DIRECTION 1:
Answer these from the gravitational wave text:
(a) In what year is eLISA slated for launch?
(b) What is LIGO tuned to recognize?
(c) Which three collaborations are scanning for these signals by timing pulsars?

PAGE:
-- Start --

LIGO is not designed to pick up signals at the frequency at which supermassive objects like Sagittarius A* are expected to “ring.” (LIGO is tuned to recognize gravitational waves from smaller black holes and dense stars like neutron stars.) But supermassive black holes and boson stars are in the sweet spot for the planned space-based gravitational wave telescope eLISA (the Evolved Laser Interferometer Space Antenna), slated for launch in 2034. “To confirm or rule out boson stars entirely, we need ‘louder’ observations,” Cardoso says. “EHT or eLISA are probably our best bet.”

Taking the Pulse

In the meantime, astronomers could measure waves from these extremely massive objects by precisely clocking the arrival times of radio pulses from a special class of dead stars called pulsars. If astronomers spot pulses arriving systematically off-beat, that could be a sign that the space they’ve been traveling across is being stretched and squeezed by gravitational waves. Three collaborations—NANOGrav in North America, the European Pulsar Timing Array, and the Parkes Pulsar Timing Array in Australia—are already scanning for these signals using radio telescopes scattered around the globe.

-- End --

DIRECTION 2:
From the records, repeat the lines between the one holding "The task: localize any yacht" and the one holding "[0,48,474,342]", inclusive, leaving out the pictures.

(Extracted data entries)
-- Start --

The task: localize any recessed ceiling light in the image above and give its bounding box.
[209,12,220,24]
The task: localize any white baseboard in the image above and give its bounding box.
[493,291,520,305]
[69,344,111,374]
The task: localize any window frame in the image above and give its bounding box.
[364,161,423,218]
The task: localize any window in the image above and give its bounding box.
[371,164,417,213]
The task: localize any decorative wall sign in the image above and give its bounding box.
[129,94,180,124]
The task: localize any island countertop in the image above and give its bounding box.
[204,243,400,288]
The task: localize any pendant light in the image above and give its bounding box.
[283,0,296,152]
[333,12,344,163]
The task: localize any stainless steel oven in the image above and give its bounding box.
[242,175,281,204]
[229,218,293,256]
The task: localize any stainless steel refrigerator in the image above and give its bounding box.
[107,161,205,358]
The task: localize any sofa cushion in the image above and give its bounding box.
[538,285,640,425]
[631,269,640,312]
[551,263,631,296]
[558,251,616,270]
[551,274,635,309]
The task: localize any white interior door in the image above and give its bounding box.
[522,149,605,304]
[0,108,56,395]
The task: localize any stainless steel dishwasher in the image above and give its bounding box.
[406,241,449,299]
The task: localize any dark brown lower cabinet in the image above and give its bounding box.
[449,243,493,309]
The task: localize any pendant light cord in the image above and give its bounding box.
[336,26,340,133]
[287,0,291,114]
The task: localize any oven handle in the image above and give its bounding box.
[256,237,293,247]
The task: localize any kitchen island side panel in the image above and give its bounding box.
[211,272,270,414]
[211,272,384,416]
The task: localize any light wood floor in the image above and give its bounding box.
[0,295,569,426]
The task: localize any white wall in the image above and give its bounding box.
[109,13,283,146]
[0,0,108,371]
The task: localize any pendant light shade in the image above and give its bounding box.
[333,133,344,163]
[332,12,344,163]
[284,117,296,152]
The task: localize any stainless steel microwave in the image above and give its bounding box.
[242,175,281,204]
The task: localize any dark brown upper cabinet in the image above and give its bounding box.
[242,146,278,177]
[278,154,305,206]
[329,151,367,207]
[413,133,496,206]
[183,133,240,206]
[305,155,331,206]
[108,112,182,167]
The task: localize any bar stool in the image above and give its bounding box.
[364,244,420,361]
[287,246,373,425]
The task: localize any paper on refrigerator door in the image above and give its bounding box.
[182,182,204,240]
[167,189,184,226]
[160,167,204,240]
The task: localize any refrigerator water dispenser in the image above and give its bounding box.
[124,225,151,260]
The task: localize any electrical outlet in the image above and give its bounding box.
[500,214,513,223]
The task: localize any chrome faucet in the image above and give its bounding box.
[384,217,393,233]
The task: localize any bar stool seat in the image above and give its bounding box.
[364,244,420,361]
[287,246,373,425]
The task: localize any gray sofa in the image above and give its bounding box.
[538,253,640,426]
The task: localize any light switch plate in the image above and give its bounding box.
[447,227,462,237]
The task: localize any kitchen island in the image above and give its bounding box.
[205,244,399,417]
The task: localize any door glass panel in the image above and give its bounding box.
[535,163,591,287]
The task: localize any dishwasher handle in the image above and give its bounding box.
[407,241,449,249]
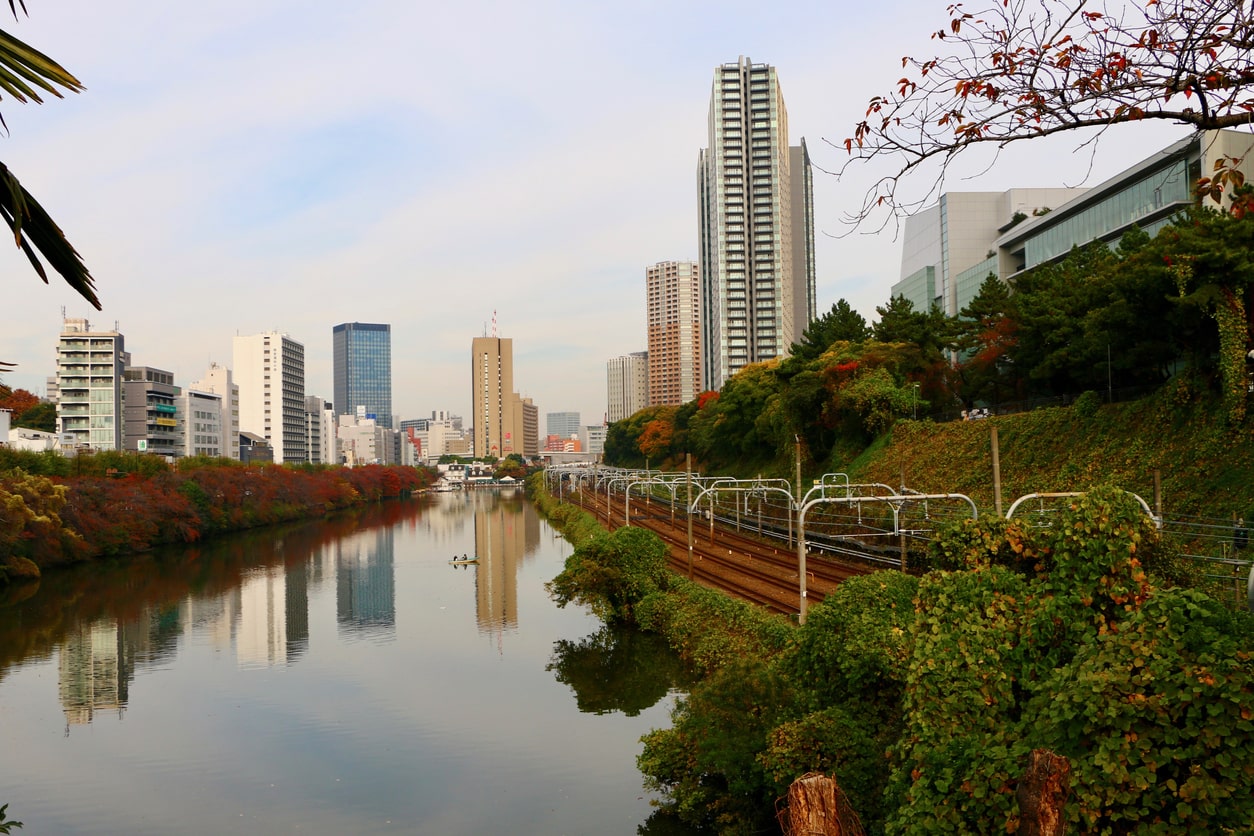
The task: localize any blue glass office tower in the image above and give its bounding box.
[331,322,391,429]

-- End --
-- Start --

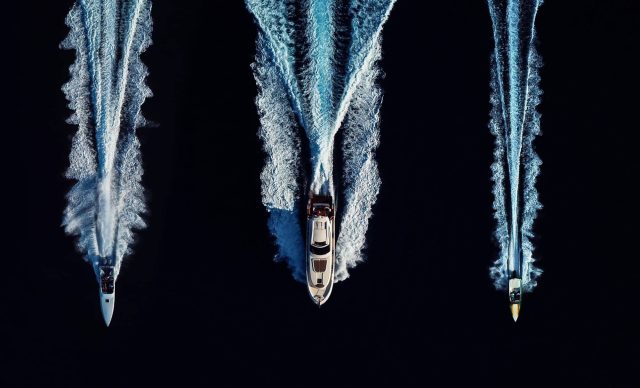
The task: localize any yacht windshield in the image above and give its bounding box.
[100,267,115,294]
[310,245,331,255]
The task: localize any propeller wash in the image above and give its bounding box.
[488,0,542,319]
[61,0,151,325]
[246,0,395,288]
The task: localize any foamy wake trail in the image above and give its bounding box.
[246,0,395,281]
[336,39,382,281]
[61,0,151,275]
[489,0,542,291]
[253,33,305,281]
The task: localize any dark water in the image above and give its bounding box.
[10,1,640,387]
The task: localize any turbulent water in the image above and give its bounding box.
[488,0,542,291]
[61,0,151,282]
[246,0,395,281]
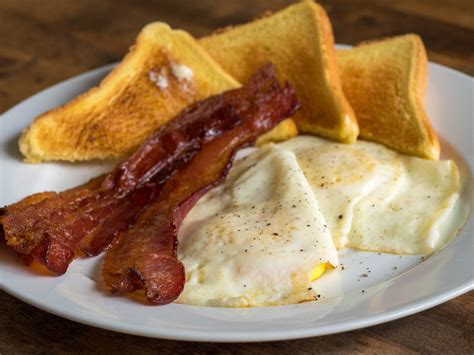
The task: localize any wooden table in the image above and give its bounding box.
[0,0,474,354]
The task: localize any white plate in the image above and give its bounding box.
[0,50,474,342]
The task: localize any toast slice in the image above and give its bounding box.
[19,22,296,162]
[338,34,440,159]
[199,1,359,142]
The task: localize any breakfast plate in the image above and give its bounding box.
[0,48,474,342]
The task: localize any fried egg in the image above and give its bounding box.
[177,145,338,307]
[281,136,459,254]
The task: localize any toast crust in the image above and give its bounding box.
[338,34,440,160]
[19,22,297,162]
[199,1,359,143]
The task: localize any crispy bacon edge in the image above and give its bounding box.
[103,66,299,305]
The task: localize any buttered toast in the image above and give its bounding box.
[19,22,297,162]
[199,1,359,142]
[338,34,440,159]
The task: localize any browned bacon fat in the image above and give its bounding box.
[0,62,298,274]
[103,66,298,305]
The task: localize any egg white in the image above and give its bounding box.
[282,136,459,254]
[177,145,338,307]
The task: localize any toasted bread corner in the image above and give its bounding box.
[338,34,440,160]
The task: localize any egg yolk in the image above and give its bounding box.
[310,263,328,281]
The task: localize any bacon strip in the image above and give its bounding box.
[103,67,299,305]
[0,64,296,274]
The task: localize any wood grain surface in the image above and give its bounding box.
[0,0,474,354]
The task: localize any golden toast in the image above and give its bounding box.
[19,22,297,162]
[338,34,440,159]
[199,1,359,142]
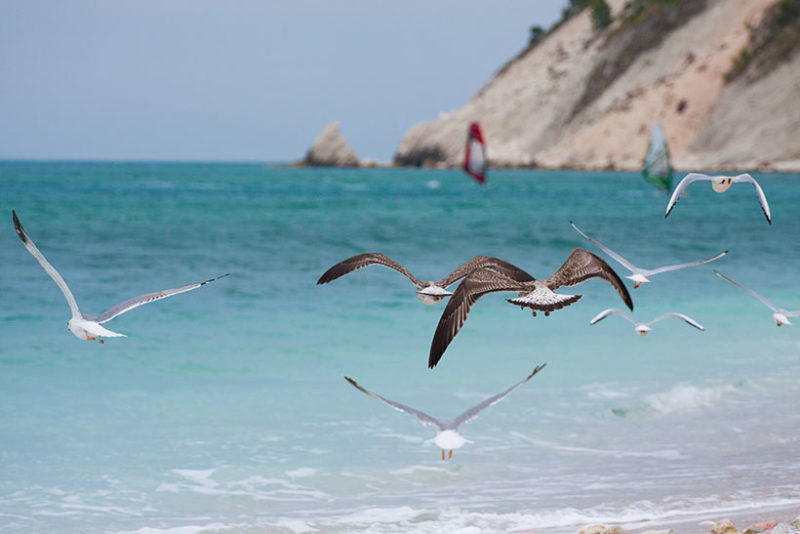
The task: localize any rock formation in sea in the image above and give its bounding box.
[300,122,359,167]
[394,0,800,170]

-- End --
-- Start --

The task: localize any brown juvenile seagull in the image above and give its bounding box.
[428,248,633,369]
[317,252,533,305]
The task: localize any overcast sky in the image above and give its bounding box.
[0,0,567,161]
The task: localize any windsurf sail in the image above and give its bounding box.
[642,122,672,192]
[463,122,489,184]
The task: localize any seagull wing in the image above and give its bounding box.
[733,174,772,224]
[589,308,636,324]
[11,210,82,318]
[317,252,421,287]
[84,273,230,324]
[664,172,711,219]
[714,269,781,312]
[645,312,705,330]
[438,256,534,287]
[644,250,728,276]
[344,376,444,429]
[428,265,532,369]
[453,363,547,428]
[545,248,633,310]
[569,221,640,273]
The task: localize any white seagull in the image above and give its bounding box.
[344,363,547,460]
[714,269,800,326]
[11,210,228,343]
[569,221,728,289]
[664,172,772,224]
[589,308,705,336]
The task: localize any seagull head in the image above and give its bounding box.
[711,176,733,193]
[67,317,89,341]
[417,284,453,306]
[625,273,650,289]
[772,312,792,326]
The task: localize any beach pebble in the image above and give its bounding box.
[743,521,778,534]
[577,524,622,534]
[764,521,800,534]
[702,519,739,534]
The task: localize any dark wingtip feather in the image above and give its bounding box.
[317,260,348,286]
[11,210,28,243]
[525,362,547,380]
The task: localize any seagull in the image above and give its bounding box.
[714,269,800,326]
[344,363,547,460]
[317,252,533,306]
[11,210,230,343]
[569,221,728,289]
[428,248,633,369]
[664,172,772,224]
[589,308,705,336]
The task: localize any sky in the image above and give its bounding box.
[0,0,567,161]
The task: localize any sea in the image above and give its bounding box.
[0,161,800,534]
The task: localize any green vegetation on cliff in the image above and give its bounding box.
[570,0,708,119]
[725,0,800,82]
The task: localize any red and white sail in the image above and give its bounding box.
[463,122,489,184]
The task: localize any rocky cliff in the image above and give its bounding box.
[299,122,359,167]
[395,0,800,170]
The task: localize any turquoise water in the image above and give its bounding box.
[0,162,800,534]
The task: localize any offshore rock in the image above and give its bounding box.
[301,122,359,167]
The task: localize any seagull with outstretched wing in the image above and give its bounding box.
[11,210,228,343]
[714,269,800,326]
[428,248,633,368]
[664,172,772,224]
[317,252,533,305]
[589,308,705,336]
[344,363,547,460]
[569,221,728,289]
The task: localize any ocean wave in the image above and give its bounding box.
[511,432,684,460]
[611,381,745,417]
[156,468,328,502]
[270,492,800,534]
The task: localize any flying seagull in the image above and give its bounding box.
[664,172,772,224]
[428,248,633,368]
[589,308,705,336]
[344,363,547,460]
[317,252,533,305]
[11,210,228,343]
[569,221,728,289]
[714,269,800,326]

-- End --

TASK RESULT 1:
(a) 2034
(b) Gravitational waves from smaller black holes and dense stars like neutron stars
(c) NANOGrav in North America, the European Pulsar Timing Array, and the Parkes Pulsar Timing Array in Australia

TASK RESULT 2:
The task: localize any yacht windshield in the image above and give its bounding box.
[100,267,115,294]
[310,245,331,255]
The task: localize any propeller wash in the image above and give its bounding box.
[488,0,542,319]
[61,0,151,325]
[246,0,395,288]
The task: localize any foamy wake trail in the image above and give its bounding box.
[246,0,395,281]
[336,39,382,281]
[61,0,151,275]
[489,0,542,291]
[253,33,305,281]
The task: localize any dark water in the image above and give its bounding box.
[10,1,640,387]
The task: localize any turbulent water in the image above and give its bounding box.
[488,0,542,291]
[61,0,151,282]
[246,0,395,281]
The task: localize any wooden table in the image above and give its bounding box.
[0,0,474,354]
The task: localize any white plate in the image above and give its bounding box.
[0,50,474,342]
The task: localize any toast slice in the image above and give its bounding box.
[19,22,296,162]
[338,34,440,159]
[199,1,359,142]
The task: localize any breakfast plate in the image above and give its bounding box.
[0,48,474,342]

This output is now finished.